EXERCISE REQUIREMENTS. Copy out every record below with complete accuracy.

Stored items from a collection

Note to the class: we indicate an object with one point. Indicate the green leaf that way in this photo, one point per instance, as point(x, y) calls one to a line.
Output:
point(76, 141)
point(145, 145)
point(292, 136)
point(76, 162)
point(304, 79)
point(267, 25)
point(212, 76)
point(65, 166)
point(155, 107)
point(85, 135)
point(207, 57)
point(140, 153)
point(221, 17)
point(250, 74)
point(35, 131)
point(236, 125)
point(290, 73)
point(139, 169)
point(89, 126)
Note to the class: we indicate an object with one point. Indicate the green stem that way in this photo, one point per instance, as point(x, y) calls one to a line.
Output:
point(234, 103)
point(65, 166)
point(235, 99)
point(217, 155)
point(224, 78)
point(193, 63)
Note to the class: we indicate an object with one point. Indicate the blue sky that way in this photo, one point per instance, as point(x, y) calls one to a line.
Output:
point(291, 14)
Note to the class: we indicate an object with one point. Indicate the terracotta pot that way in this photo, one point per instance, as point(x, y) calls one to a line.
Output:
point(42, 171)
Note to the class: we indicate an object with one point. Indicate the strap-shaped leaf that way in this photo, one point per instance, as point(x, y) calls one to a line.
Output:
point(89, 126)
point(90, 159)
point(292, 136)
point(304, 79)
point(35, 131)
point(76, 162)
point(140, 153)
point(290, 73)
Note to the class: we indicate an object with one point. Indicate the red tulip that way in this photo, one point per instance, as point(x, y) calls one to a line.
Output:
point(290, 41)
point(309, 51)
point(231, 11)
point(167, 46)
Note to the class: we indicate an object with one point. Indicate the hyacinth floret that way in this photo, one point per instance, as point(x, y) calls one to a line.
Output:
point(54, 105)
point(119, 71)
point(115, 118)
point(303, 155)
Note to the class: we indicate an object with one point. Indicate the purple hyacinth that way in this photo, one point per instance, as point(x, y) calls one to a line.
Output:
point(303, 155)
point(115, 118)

SOLUTION FOR THIS PROBLEM.
Note to the class: we indicate an object with one point. Indicate the green leaf that way in this photo, one point per instance, as point(x, y) calls one to a line.
Output:
point(76, 141)
point(145, 145)
point(292, 136)
point(76, 162)
point(304, 79)
point(267, 25)
point(212, 76)
point(65, 166)
point(155, 107)
point(85, 135)
point(207, 57)
point(140, 153)
point(221, 17)
point(250, 74)
point(35, 131)
point(236, 125)
point(290, 73)
point(139, 169)
point(89, 126)
Note to the class: we indicate an object with one point. Indicate the green stem that way in this photo, one point per instance, as point(x, y) calls one to a line.
Output:
point(234, 103)
point(65, 166)
point(235, 99)
point(217, 155)
point(224, 78)
point(193, 63)
Note to the class: we indicate an object with one point. Indicate the blue sky that way in this photo, one point per instance, as point(x, y) calls one to a line.
Output:
point(291, 14)
Note to the class: we indicate an object with one point. Indicate the terracotta pot that way in this photo, one point per instance, as point(x, y) calls one to a line.
Output:
point(42, 171)
Note to the class: we indicate an object with one point. Indicate the strap-shaped leaf that way in this photo, one point per instance, as point(x, y) calls one to a line.
Output:
point(89, 126)
point(90, 159)
point(292, 136)
point(304, 79)
point(35, 131)
point(76, 162)
point(140, 153)
point(290, 73)
Note to the class: we indicate an object with one point. Indicate the red tulip that way in this photo, one point per instance, as point(x, y) calls one to a line.
Output:
point(290, 41)
point(309, 51)
point(231, 11)
point(167, 46)
Note to the class: we indicate an object with one point. Indicate the hyacinth floret that way in this photo, one point per instance, as point(x, y) calls one to a line.
Output:
point(54, 105)
point(119, 71)
point(115, 118)
point(303, 155)
Note to the class: we indicate an object with one point. Indicate the purple hyacinth that way in this photo, one point per instance, as point(x, y) calls one to a line.
Output:
point(303, 155)
point(115, 118)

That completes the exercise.